• Exercise goal:
Extract each line of the records below that contains the word "rigging".

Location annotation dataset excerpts
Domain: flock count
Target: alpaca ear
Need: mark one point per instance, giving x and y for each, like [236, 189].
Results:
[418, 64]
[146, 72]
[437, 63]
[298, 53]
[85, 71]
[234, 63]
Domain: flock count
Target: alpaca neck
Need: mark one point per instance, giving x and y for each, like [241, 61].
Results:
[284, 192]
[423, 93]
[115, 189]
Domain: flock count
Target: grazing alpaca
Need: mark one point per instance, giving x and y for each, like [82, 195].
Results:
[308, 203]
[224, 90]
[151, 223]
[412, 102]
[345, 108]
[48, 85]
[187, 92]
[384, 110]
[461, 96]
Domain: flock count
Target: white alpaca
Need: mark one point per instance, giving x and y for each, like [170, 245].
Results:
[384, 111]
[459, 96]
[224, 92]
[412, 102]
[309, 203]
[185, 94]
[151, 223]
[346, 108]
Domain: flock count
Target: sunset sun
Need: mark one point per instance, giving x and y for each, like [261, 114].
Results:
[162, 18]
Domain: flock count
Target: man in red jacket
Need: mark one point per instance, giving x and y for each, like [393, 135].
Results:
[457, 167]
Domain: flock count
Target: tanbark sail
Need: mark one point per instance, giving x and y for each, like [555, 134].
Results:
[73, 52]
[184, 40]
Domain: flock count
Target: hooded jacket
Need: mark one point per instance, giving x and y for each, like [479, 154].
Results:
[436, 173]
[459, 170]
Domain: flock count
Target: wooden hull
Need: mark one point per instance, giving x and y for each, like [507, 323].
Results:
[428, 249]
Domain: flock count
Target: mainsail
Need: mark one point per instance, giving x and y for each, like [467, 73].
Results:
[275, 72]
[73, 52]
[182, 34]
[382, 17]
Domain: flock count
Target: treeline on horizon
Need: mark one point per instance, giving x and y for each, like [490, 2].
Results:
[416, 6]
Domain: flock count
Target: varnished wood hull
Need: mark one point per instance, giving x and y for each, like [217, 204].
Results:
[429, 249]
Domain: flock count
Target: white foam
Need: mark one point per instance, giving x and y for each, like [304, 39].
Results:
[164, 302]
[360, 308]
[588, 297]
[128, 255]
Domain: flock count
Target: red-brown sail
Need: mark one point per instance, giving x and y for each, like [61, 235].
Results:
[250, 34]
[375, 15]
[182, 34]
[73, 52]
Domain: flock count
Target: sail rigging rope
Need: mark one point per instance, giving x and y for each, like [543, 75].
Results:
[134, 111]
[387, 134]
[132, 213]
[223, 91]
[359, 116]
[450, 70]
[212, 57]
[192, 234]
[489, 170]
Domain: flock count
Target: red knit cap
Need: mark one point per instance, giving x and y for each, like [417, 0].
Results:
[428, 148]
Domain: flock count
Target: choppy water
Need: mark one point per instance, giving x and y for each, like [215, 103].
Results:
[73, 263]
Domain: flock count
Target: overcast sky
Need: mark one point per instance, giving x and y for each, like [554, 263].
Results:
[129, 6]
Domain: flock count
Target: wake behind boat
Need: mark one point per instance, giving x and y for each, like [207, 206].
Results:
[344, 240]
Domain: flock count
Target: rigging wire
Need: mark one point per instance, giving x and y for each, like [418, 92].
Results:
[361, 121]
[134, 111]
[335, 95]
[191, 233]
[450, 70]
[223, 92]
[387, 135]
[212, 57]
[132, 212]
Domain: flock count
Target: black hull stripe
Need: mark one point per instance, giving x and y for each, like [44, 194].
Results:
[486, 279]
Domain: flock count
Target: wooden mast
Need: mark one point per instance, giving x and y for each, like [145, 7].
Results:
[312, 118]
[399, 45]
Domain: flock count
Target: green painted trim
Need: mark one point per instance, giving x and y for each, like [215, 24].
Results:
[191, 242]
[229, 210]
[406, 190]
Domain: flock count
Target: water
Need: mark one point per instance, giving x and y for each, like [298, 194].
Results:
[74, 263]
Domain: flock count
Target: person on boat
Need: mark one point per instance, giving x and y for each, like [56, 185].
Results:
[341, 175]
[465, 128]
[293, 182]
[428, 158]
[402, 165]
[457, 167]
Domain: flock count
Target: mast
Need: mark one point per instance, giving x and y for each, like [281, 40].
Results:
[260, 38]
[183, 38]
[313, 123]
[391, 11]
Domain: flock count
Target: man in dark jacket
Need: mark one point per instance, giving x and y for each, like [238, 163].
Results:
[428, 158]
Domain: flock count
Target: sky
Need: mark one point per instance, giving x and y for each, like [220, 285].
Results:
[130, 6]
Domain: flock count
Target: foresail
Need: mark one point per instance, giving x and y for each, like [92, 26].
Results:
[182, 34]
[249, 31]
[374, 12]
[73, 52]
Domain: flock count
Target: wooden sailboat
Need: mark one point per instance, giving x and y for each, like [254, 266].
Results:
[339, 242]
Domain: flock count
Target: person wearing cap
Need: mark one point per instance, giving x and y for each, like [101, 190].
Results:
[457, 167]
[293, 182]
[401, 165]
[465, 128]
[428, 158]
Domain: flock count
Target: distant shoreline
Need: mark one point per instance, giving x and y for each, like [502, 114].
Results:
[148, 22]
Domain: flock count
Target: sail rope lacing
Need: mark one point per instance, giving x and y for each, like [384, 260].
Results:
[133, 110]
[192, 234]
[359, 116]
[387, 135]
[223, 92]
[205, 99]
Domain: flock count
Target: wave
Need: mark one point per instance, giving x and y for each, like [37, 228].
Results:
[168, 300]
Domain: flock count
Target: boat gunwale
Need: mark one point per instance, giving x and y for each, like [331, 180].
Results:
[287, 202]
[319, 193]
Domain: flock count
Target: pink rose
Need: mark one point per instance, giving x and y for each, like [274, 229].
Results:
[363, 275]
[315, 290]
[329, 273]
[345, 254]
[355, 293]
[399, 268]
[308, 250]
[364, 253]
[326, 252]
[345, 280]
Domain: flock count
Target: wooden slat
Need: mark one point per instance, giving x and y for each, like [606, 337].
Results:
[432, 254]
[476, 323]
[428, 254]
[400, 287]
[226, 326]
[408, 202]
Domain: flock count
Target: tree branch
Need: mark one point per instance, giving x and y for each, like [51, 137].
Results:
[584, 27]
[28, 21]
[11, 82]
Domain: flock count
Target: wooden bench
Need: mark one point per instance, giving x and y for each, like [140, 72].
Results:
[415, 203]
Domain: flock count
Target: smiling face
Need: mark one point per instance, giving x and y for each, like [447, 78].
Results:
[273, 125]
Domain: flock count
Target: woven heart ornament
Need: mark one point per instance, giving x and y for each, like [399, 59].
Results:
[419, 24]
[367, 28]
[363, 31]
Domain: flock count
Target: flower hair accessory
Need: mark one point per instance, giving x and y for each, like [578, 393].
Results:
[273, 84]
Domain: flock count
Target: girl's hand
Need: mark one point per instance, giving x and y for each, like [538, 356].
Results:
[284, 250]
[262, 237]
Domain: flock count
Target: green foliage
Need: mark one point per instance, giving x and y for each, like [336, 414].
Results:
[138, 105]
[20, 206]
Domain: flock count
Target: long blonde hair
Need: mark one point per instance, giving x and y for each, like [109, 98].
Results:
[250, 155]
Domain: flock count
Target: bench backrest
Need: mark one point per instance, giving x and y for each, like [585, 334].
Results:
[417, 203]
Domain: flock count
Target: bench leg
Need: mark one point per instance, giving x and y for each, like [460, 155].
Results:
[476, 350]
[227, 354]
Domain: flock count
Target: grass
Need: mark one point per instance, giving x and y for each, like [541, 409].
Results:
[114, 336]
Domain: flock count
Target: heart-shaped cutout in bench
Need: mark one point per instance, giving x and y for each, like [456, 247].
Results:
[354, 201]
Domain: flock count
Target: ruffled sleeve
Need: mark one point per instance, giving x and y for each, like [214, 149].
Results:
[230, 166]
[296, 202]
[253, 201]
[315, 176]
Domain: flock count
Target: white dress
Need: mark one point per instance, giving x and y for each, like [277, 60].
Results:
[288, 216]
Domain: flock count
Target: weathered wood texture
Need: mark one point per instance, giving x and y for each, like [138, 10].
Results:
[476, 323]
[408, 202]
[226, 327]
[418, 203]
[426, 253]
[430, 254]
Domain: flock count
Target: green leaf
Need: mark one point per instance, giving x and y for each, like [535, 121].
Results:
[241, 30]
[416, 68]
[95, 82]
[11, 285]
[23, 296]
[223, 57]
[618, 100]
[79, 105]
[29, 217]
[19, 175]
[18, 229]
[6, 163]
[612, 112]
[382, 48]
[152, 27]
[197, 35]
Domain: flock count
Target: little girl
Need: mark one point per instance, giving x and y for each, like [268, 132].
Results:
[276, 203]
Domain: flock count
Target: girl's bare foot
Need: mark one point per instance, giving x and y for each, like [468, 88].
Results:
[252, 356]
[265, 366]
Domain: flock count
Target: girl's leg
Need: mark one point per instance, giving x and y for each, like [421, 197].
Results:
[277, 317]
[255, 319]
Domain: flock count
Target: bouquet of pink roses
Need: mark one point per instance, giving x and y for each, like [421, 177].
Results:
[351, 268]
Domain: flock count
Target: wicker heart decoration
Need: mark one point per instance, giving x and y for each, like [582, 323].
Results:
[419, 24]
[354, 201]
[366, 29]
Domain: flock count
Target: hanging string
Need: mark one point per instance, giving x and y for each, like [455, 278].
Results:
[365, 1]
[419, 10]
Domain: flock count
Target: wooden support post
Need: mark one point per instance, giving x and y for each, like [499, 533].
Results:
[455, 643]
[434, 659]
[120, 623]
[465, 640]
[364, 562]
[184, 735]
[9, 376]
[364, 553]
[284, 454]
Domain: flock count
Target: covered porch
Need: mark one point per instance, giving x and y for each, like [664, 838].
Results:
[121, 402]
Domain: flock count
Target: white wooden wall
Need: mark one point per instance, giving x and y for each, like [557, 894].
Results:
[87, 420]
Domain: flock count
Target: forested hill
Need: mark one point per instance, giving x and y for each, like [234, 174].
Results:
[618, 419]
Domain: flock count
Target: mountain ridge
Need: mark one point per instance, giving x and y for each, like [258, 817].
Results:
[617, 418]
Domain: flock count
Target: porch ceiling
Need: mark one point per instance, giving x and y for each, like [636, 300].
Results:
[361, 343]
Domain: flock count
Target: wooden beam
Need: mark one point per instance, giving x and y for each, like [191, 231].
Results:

• Task response:
Target: sail rigging rope
Target: rigging wire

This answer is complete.